**ФРАГМЕНТ ДОКУМЕНТА**
Родившееся после взрыва поколение уже утратило цивилизационный культурный код, оно не способно к восприятию искусства. В книгохранилище главного санитара Бенедикт обнаруживает альбом по изобразительному искусству - «цельная книга цветных картинок»: на картинах «бабы голые, розовые, - и на траве сидят, и на тубарете, и в раскорячку, и по-всякому! Которые тощие, как метла, а другие ничего, полненькие. Одна вон на лежанку лезет и одеялку откинула...» [Толстая 2001: 228]. Читатель вынужден как бы невольно переводить «искусствоведческий» дискурс героя в иной семиотический контекст, подбирая адекватную цепочку сюжетов с натурщицами: возможно, Бенедикт рассматривает репродукции картин «Завтрак на траве» Эдуарда Мане, «Обнаженная в кресле» Роберта Фалька и какой-то из вариантов «Красавиц» Б. Кустодиева. Диминутив «одеялко» отсылает к той работе Б. Кустодиева, где героиня, пышнотелая красавица, сидит на сундуке (чем не лежанка? Вспомним, что Шариков любил спать на «лежанке» в кухне) на пуховых перинах с откинутым розоватым кружевным одеялом. Следующий экфрасис отсылает уже к советской живописи: «Полистал дальше, - мужики какие-то идут себе куда-то, идут, идут, с граблями, - должно, репу сажать» [Толстая 2001: 228] Это искаженная интерпретация картины А. Дайнеко «Оборона Петрограда», сюжет которой посвящен победе Красной армии в гражданской войне, носит скрытый иронический намек: армия рабочекрестьянская, значит, идут «мужики». На нижнем переднем плане изображены бодро шагающие добровольцы с ружьями («граблями»), на дальнем плане - измотанные и раненные после сражения бойцы. Картина Г. Гольбейна «Послы» в простонародной интерпретации Бенедикта выглядит так: «Мужики сурьезные, важные, на голове шапка блином, на грудях цепь желтая, рукава пышные, как у бабы» [Толстая 2001: 228].

**РАЗДЕЛ ДАННЫХ**
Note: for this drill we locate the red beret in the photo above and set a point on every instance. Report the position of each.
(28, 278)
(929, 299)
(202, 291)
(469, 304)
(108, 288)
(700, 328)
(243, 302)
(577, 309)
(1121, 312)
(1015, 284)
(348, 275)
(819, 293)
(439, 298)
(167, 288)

**ЗАДАНИЯ**
- A) Где, согласно фрагменту о восприятии живописи Бенедиктом, он находит альбом по изобразительному искусству?
- B) Продолжите фрагмент о восприятии живописи Бенедиктом, начав сразу после его последнего предложения.
Записи представляют собой отдельный материал.

**ОТВЕТЫ К ЗАДАНИЯМ**
- A) В книгохранилище главного санитара.

- B)
В антиутопии показаны герои с ограниченными чувственными и рациональными способностями, напрочь лишенные воображения и фантазии, способные лишь на заведомо ложные плоские обобщения. Вспомним, как Бенедикт придумывает свою систему классификации книг в библиотеке. Логика подбора мотивирована не содержанием книги, а ассоциативно. Так, авторы разных профессий, эпох, различной значимости объединяются в список исключительно по принципу энтомологических или орнитологических гнезд: «Мухина, Шершеневич, Жуков, Шмелев, Тараканова, Бабочкин...»; «Орлов, Соколов, Сорокин, Гусев, Курочкин, Лебедев- Кумач, Соловьев-Седой» [Толстая 2001: 247]. Бенедикт ставит в один ряд писателя-эмигранта, автора трагической книги о гражданской войне «Солнце мертвых» Шмелева и советского военачальника Жукова. Конфигурация фамилий «Молотов, Топоров, Пильняк, Гвоздев» [Толстая 2001: 247] продиктована логикой инструментария плотника (молот, топор, пила, гвозди). Однако Пильняк только по звуковому принципу соотносится с пилой, поскольку фамилия этимологически восходит к значению «сторожить». Но мы помним, что Бенедикт, кроме федор-кузьмичского наречия, никаких других языков не знает.
Таким образом, антиутопия Толстой предупреждает о последствиях утраты культурного кода: произойдет тотальное оглупление населения города, а примитивное сознание будет открыто любой пропаганде. Вот почему большинство героев антиутопии склонно к агрессии, использует язык вражды, демонстрируя ненависть и нетерпимость, а вовсе не маниловское «парение».
Проблема когнитивных искажений и симуляции культуры в антиутопии В. Сорокина «Манарага»
Как и в антиутопии Т. Толстой «Кысь», в книге «Манарага» В. Сорокина создается картина неопределенного будущего, в котором безвозвратно утрачены книжная культура и ценностные ориентиры прошлого. «С тех пор как человечество перестало печатать книги и навсегда сделало лучшие из них музейными экспонатами, book'n'grill появился на свет <...> Девяносто процентов отпечатанных человечеством книг были сданы в утиль или просто выброшены на помойки, чтобы не занимали пространство в квартирах» [Сорокин 2017: 7]. Доминантной становится проблема когнитивных искажений, симуляции культуры и грядущего самораспада сознания человека. В цифровом мире бумажная книга превращается в вещь-товар (полено, дрова) для общества потребителей стейков на гриле. Аксиологическая и эстетическая девальвация книги связана с обесцениванием самой способности думать, что концептуально значимо для распознавания интертекстуальных литературных загадок в тексте.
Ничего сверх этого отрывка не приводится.